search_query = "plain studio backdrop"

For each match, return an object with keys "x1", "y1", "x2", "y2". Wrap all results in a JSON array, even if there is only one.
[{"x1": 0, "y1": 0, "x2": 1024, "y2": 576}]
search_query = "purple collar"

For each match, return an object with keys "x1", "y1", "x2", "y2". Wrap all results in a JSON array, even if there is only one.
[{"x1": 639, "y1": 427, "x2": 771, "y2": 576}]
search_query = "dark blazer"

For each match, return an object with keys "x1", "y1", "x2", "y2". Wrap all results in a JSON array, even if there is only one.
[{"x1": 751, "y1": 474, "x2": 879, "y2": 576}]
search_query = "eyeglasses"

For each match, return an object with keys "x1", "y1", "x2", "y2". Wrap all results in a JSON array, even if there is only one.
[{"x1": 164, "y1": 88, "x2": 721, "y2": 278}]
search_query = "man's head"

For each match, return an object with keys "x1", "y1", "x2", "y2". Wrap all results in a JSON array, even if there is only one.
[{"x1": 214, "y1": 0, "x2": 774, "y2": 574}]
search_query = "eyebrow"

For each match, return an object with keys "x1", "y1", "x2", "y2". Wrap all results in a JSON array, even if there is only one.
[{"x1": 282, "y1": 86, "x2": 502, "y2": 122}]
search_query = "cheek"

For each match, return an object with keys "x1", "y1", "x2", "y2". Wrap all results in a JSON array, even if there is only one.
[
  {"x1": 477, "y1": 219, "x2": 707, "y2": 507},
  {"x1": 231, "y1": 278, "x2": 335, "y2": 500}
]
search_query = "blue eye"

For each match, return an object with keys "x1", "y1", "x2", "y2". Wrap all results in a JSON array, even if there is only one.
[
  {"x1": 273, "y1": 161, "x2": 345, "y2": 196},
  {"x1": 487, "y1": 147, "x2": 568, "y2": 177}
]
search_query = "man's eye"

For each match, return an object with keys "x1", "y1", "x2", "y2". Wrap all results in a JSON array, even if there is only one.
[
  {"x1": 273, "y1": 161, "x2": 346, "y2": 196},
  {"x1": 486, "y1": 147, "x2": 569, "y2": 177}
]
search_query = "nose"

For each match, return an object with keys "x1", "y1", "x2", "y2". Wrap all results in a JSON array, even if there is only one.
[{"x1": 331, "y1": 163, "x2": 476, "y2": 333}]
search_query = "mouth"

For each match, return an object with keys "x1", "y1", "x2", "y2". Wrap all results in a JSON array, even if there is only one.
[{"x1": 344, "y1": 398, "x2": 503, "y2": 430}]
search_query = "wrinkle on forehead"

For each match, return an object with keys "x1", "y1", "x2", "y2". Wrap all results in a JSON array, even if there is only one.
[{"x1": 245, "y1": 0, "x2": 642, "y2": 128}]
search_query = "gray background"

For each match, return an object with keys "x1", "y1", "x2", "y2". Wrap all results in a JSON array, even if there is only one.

-------

* THE PROBLEM
Locate each line in the rows above that contains the word "studio" and copy those lines out whole. Uppercase and lowercase must match.

* RESULT OF THE EXERCISE
search_query = "plain studio backdrop"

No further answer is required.